* WHAT THE TASK REQUIRES:
Transcribe, word for word, the line containing "Spot the asphalt" and each line following it through the end of the listing below. Omit all other lines.

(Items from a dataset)
====================
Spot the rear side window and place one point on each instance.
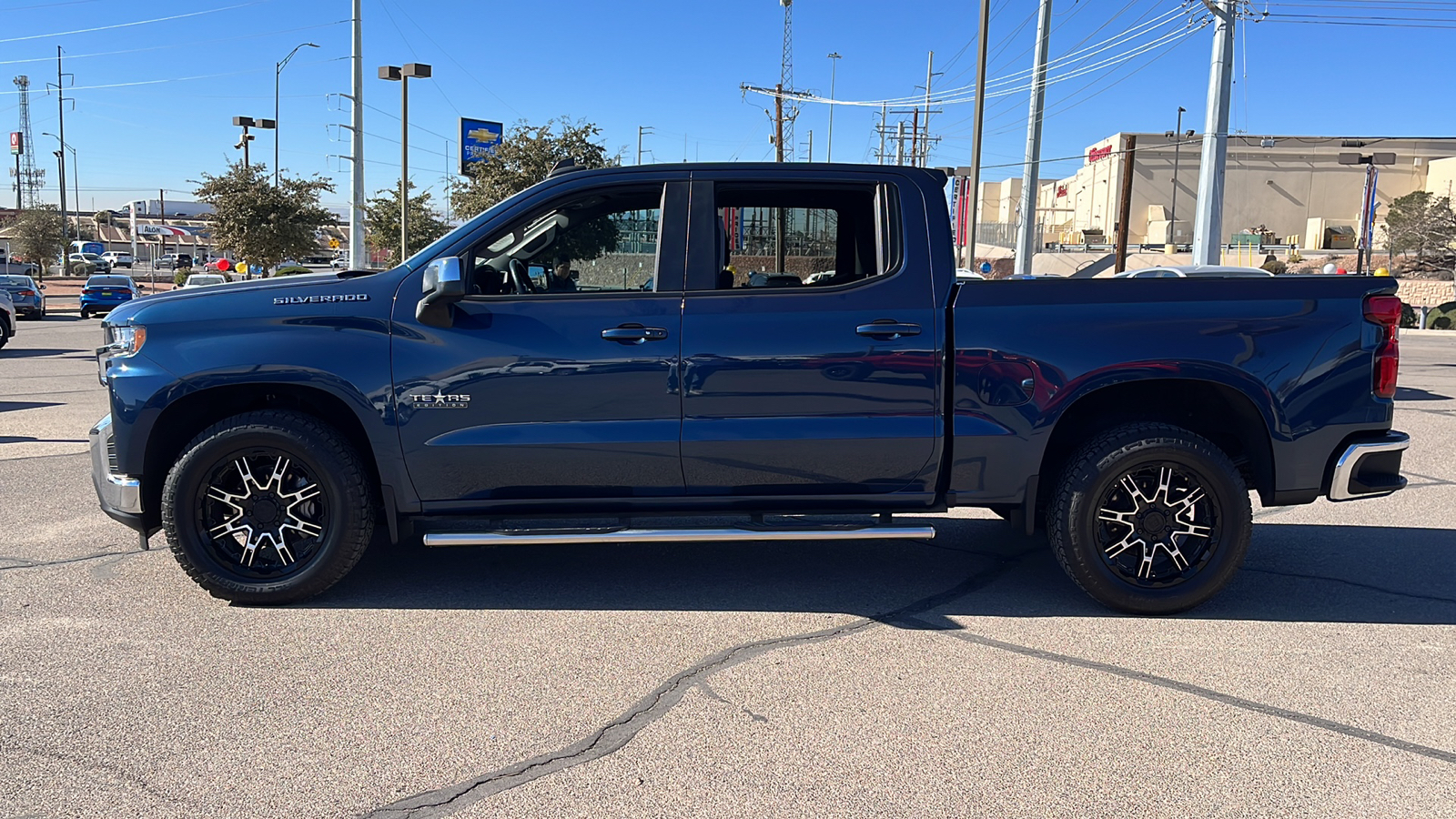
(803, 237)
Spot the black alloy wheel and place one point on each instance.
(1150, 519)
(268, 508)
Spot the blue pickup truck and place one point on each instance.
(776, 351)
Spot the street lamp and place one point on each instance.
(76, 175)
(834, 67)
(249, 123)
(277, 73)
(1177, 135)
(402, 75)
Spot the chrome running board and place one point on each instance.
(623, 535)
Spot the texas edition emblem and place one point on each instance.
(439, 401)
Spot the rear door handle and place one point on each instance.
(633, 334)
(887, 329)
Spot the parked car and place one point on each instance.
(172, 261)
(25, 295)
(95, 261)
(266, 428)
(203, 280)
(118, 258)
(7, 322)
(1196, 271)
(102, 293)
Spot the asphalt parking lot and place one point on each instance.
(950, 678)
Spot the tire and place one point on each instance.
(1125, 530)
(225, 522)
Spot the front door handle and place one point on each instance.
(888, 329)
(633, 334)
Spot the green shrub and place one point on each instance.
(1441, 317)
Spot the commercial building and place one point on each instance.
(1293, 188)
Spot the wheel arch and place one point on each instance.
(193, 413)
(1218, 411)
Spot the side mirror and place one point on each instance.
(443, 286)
====================
* ANSWER IN FULL:
Spot the asphalt parking lot and place one point on each instance.
(950, 678)
Spot the tire and place one point on each instance.
(1125, 530)
(225, 522)
Spot the front door handle and place one point on each instance.
(888, 329)
(633, 334)
Spot the green shrub and place one point on each instance.
(1441, 317)
Spot the commercial building and place one point on each instance.
(1293, 188)
Spot the wheel arch and place one point on each instance.
(193, 413)
(1218, 411)
Spot the side mirror and place one point on each instance.
(443, 286)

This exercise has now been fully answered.